Problem – Output all of the records exactly, word for word.

===

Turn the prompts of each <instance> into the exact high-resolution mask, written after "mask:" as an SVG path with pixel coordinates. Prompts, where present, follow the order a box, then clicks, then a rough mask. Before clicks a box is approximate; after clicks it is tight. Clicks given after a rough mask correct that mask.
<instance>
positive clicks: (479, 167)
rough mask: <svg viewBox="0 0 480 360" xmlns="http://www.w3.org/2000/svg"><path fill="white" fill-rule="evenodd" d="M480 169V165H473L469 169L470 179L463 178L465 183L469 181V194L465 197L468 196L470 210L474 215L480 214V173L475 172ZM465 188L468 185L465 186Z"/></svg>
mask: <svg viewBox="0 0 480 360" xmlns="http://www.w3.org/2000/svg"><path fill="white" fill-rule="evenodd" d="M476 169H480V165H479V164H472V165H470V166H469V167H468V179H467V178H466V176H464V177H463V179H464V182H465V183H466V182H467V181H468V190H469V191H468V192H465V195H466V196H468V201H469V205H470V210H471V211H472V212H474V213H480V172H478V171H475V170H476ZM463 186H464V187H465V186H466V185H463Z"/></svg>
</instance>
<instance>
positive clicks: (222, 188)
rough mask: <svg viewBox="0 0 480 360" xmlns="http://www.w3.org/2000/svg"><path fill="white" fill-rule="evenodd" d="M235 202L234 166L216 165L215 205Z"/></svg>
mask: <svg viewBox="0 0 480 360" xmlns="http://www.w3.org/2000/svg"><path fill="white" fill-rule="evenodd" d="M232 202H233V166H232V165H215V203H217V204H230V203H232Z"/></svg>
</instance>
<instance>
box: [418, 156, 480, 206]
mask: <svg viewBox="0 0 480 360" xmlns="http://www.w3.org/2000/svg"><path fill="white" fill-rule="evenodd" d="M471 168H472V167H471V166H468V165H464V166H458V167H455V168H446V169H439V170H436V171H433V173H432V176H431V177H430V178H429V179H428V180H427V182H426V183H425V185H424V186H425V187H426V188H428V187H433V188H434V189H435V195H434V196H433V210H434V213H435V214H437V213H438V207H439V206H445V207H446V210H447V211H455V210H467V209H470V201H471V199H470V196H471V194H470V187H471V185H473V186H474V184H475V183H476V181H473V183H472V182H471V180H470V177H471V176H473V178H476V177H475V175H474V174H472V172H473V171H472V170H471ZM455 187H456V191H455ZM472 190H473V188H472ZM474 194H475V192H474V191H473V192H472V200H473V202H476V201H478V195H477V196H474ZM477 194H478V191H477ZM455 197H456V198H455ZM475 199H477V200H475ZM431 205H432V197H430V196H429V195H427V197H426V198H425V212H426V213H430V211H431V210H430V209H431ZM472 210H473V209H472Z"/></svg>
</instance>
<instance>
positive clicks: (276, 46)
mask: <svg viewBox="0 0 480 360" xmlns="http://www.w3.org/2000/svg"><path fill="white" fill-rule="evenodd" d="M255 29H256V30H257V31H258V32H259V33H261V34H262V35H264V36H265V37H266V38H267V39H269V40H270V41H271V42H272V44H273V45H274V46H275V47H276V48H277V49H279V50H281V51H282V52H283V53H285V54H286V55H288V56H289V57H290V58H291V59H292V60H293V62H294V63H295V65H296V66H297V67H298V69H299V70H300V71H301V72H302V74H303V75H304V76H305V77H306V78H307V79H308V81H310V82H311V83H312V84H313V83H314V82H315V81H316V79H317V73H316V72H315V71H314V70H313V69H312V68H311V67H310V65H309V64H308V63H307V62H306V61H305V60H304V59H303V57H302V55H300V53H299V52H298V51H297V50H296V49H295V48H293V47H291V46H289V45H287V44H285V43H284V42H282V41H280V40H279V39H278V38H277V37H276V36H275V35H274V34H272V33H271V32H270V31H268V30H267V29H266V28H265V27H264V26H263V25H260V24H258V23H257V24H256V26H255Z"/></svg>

===

Response to this task –
Turn the prompts of each <instance> into the exact high-resolution mask, written after "mask:" as an SVG path with pixel coordinates. Prompts, where present, follow the order a box, then clicks, then a rough mask. Before clicks a box is approximate; after clicks it is tight. Clicks given after a rough mask correct that mask.
<instance>
positive clicks: (479, 167)
rough mask: <svg viewBox="0 0 480 360" xmlns="http://www.w3.org/2000/svg"><path fill="white" fill-rule="evenodd" d="M480 169V165H473L469 169L470 179L463 178L465 183L469 181V194L465 197L468 196L470 210L474 215L480 214V173L475 172ZM465 188L468 185L465 186Z"/></svg>
mask: <svg viewBox="0 0 480 360" xmlns="http://www.w3.org/2000/svg"><path fill="white" fill-rule="evenodd" d="M476 169H480V165H479V164H472V165H470V166H469V167H468V179H467V178H466V176H464V177H463V179H464V182H465V183H466V182H467V181H468V190H469V191H468V192H465V195H466V196H468V201H469V205H470V210H471V211H472V212H474V213H480V172H478V171H475V170H476ZM463 186H464V187H465V186H466V185H463Z"/></svg>
</instance>
<instance>
positive clicks: (222, 188)
rough mask: <svg viewBox="0 0 480 360" xmlns="http://www.w3.org/2000/svg"><path fill="white" fill-rule="evenodd" d="M235 202L234 166L216 165L215 205Z"/></svg>
mask: <svg viewBox="0 0 480 360" xmlns="http://www.w3.org/2000/svg"><path fill="white" fill-rule="evenodd" d="M232 202H233V166H232V165H215V203H217V204H230V203H232Z"/></svg>
</instance>
<instance>
box: [418, 156, 480, 206]
mask: <svg viewBox="0 0 480 360" xmlns="http://www.w3.org/2000/svg"><path fill="white" fill-rule="evenodd" d="M471 168H472V167H471V166H468V165H464V166H458V167H455V168H446V169H439V170H436V171H433V173H432V176H431V177H430V178H429V179H428V180H427V182H426V183H425V185H424V186H425V187H426V188H428V187H433V188H434V189H435V195H434V196H433V210H434V213H435V214H437V213H438V207H439V206H445V207H446V210H447V211H455V210H467V209H470V201H471V199H470V196H471V194H470V187H471V185H473V186H474V184H475V183H476V181H473V183H472V182H471V180H470V177H471V176H473V178H476V177H475V175H474V174H472V172H473V171H472V170H471ZM455 187H456V191H455ZM472 190H473V188H472ZM474 194H475V192H474V191H473V192H472V200H473V202H476V201H478V195H477V196H474ZM477 194H478V191H477ZM455 197H456V198H455ZM475 199H477V200H475ZM431 205H432V197H430V196H429V195H427V197H426V198H425V212H426V213H430V211H431V210H430V209H431ZM472 210H473V209H472Z"/></svg>
</instance>
<instance>
positive clicks: (276, 46)
mask: <svg viewBox="0 0 480 360" xmlns="http://www.w3.org/2000/svg"><path fill="white" fill-rule="evenodd" d="M255 29H256V30H257V31H258V32H259V33H261V34H262V35H264V36H265V37H266V38H267V39H269V40H270V41H271V42H272V44H273V45H274V46H275V47H276V48H277V49H279V50H281V51H282V52H283V53H285V54H286V55H288V56H289V57H290V58H291V59H292V60H293V62H294V63H295V65H296V66H297V67H298V69H299V70H300V71H301V72H302V74H303V75H304V76H305V77H306V78H307V79H308V81H310V82H311V83H312V84H313V83H314V82H315V81H316V79H317V73H316V72H315V71H314V70H313V69H312V68H311V67H310V65H309V64H308V63H307V62H306V61H305V60H304V59H303V57H302V55H300V53H299V52H298V51H297V50H296V49H295V48H293V47H291V46H289V45H287V44H285V43H284V42H282V41H280V40H279V39H278V38H277V37H276V36H275V35H274V34H272V33H271V32H270V31H268V30H267V29H266V28H265V27H264V26H263V25H260V24H258V23H257V24H256V26H255Z"/></svg>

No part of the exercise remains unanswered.